-- Begin --

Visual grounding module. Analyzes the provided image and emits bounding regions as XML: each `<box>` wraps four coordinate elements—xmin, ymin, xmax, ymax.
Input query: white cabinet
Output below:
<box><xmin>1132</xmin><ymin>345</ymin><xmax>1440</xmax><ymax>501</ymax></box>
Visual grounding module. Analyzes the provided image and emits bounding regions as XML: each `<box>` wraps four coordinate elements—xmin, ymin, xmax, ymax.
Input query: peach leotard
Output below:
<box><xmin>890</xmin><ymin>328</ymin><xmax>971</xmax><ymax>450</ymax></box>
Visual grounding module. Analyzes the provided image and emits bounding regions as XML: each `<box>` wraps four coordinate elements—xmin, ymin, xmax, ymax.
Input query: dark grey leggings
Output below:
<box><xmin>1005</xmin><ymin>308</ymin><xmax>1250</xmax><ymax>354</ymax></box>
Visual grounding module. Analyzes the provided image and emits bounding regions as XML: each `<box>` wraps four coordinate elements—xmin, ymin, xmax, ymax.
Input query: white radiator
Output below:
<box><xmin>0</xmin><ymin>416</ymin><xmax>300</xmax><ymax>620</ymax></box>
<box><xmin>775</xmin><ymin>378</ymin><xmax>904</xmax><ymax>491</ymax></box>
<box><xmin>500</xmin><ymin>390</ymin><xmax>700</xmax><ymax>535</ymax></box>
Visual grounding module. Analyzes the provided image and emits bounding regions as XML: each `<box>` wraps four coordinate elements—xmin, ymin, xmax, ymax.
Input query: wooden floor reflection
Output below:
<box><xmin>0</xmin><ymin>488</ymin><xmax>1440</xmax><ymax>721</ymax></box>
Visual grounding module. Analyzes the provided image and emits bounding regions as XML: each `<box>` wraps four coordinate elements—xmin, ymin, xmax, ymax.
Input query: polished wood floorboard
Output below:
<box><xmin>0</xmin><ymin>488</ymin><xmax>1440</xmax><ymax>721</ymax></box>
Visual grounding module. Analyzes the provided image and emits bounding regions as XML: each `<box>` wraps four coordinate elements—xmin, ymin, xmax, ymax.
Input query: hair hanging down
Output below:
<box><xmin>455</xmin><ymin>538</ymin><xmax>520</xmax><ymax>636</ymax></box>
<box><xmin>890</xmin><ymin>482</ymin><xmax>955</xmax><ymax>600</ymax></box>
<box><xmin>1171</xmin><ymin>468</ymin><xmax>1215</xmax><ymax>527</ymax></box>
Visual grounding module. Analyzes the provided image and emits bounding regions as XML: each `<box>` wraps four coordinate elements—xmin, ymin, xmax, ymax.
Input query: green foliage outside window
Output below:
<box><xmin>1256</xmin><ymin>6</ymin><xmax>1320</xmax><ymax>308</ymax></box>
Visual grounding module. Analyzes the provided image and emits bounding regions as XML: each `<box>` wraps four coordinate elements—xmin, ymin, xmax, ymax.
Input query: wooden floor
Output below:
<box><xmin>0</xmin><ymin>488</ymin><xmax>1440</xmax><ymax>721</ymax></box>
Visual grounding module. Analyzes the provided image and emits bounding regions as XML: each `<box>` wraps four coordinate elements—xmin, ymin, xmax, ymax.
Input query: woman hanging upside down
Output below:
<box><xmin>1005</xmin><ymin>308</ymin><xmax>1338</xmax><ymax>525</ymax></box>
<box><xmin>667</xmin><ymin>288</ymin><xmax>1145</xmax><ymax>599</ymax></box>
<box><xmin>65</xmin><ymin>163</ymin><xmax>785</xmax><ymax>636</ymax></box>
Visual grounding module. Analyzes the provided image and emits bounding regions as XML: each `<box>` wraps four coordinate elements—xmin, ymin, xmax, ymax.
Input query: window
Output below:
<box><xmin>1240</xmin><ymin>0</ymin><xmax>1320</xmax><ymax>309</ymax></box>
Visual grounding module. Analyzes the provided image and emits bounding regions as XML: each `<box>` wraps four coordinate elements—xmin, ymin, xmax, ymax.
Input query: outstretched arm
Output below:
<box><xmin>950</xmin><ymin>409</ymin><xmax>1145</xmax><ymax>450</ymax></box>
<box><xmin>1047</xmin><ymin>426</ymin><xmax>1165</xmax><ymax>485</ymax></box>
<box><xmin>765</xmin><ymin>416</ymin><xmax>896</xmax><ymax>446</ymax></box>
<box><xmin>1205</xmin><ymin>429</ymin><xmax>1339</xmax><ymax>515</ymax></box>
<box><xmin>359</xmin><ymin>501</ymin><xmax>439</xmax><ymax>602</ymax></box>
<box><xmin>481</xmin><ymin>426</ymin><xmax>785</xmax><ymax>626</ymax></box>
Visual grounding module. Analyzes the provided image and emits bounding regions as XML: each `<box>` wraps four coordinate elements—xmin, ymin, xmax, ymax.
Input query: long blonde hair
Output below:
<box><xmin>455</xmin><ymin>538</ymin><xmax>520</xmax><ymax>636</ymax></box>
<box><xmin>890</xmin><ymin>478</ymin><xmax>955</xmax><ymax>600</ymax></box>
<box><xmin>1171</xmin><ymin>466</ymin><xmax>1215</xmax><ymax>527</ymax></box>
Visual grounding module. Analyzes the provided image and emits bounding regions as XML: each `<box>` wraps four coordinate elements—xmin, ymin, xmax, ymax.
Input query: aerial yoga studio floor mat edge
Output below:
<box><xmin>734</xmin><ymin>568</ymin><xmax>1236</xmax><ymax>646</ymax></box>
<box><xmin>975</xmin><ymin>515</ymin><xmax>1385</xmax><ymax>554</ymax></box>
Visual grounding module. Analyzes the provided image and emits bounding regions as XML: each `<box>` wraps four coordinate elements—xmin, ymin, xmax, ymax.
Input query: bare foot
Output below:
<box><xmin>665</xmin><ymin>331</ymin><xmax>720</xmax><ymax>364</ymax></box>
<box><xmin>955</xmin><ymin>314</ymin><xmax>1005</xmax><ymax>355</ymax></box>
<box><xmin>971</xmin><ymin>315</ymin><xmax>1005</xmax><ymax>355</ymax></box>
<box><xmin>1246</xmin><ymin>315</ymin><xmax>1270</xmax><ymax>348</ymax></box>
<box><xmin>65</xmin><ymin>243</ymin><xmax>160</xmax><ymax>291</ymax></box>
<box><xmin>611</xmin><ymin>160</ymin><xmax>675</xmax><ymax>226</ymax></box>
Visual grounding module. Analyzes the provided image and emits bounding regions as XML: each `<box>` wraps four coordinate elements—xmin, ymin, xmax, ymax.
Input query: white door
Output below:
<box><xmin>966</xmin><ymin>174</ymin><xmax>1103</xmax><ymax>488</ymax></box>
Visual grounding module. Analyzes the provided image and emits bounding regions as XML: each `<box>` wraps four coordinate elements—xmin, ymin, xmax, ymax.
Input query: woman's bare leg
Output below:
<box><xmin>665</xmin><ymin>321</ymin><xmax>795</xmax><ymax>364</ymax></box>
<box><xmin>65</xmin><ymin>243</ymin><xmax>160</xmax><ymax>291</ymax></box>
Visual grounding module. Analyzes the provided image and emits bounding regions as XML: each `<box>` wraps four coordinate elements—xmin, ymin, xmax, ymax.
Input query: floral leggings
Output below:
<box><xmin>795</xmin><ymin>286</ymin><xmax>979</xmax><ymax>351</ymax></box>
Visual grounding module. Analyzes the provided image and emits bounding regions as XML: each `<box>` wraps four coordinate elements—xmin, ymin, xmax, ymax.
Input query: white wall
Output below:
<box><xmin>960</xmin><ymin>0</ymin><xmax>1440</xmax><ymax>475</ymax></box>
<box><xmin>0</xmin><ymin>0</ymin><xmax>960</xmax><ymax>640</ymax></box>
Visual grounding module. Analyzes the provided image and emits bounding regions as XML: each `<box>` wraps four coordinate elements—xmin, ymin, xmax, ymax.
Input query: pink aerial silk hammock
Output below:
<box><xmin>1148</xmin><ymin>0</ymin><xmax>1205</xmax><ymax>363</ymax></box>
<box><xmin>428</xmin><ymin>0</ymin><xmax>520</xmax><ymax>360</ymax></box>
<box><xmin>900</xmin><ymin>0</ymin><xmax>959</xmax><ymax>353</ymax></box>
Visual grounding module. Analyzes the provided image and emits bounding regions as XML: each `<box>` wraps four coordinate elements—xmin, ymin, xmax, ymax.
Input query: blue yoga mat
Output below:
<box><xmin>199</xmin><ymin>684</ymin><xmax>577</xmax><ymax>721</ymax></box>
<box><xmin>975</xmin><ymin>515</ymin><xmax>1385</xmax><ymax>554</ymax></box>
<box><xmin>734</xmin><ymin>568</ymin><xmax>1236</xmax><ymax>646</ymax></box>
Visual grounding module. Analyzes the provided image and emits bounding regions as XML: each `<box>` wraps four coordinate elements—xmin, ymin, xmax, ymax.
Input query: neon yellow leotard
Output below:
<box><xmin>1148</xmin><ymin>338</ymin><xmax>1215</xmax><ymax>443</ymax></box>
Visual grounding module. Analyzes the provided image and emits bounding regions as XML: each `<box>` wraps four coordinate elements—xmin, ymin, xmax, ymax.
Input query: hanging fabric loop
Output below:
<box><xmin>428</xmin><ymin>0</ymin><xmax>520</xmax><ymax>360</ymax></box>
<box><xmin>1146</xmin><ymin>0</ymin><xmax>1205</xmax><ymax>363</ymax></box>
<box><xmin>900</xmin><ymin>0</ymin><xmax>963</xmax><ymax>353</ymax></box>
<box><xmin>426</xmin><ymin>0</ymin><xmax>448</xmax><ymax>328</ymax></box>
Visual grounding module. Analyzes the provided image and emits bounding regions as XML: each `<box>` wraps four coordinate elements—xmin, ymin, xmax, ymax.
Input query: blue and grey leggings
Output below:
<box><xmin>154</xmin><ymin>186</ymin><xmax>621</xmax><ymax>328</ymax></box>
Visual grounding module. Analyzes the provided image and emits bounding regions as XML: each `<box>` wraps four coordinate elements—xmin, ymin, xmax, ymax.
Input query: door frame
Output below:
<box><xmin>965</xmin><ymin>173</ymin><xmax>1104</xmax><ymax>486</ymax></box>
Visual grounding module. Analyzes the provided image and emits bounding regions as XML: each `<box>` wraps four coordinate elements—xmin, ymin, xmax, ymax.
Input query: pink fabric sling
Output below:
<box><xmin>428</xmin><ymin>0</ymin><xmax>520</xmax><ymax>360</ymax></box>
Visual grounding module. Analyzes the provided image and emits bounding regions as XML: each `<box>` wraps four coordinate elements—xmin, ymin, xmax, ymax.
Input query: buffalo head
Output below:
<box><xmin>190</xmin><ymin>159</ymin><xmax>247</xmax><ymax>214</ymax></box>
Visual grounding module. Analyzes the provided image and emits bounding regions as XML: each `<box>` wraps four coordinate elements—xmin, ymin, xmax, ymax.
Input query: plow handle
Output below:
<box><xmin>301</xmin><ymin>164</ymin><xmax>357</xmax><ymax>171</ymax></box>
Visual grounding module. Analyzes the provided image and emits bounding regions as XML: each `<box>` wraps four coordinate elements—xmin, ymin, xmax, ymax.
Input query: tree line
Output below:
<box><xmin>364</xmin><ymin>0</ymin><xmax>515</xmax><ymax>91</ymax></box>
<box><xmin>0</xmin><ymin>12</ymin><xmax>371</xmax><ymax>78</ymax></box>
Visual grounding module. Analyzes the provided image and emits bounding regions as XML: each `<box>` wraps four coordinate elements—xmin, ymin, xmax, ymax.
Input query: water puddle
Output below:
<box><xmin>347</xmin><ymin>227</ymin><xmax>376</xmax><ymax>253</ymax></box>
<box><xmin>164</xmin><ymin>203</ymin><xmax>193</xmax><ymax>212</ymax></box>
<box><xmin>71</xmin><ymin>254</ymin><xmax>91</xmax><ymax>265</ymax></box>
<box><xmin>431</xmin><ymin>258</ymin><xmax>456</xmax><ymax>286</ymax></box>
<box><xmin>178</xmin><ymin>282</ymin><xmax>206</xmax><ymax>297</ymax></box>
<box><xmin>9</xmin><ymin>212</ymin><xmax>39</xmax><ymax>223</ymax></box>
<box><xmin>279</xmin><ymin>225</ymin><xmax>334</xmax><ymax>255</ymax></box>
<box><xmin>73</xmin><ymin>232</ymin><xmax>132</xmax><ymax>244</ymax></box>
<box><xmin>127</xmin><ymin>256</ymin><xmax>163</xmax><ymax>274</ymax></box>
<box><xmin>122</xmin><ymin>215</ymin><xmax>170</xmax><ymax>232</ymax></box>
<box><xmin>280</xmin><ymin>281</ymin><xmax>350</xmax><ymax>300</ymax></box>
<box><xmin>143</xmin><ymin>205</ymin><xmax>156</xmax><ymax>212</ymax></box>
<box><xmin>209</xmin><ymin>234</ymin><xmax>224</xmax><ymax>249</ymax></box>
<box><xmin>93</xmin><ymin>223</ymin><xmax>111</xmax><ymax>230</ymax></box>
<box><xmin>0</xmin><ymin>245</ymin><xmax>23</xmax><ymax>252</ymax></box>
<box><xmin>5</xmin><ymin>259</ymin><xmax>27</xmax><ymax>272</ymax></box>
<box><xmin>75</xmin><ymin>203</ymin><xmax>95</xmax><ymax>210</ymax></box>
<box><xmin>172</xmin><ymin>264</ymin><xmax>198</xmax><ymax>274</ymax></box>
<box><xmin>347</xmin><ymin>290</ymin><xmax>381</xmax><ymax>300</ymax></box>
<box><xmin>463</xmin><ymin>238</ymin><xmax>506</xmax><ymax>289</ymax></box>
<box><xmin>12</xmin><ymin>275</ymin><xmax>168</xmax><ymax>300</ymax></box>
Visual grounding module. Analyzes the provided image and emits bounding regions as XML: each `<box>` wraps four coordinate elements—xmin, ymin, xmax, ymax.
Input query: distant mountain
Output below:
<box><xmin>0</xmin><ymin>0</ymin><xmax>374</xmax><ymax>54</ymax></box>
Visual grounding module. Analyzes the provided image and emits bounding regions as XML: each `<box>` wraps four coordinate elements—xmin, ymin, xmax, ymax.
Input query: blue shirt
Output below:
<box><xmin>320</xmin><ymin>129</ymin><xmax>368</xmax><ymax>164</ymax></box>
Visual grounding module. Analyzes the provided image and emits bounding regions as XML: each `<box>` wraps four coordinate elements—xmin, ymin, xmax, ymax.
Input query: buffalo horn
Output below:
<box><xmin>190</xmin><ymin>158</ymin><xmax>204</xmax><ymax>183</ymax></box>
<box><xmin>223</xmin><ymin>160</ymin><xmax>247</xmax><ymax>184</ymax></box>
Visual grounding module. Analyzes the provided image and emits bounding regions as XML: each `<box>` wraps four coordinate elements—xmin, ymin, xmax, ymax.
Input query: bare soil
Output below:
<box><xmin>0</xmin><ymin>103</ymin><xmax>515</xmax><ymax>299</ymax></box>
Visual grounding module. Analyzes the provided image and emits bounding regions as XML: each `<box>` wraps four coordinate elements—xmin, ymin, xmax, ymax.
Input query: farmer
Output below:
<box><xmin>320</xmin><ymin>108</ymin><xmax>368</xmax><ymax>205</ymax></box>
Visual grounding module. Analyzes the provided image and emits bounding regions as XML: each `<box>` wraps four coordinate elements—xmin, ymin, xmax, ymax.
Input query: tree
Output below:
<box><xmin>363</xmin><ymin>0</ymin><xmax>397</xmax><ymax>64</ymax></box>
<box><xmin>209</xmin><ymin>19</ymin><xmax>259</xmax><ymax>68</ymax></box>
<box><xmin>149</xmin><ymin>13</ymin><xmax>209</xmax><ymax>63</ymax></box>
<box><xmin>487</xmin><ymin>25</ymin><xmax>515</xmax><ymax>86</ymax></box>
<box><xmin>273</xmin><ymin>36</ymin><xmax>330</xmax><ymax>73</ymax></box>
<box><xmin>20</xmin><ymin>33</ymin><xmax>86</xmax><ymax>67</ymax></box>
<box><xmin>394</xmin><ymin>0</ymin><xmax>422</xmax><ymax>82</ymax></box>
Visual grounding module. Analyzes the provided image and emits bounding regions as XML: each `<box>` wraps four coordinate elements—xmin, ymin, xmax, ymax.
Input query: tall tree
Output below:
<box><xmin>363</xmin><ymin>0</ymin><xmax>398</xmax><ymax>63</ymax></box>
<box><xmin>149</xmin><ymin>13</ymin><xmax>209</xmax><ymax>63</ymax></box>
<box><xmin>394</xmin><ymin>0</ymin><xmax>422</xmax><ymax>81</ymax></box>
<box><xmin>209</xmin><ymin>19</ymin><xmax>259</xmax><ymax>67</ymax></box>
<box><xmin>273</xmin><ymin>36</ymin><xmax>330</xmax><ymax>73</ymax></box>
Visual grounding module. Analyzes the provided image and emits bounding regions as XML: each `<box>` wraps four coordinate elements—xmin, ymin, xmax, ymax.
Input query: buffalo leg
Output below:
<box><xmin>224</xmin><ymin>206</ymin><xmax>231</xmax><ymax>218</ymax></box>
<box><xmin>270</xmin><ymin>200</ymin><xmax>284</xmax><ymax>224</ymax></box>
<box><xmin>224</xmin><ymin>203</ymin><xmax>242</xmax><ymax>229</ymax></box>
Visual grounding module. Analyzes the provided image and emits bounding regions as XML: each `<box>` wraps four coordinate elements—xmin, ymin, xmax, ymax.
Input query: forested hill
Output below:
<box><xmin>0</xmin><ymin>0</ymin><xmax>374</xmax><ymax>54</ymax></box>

-- End --

- Written problem -
Pull out each line of the rows above that contains the word "grey".

- Solution to the exercise -
Input query: dark grey leggings
Input query: blue and grey leggings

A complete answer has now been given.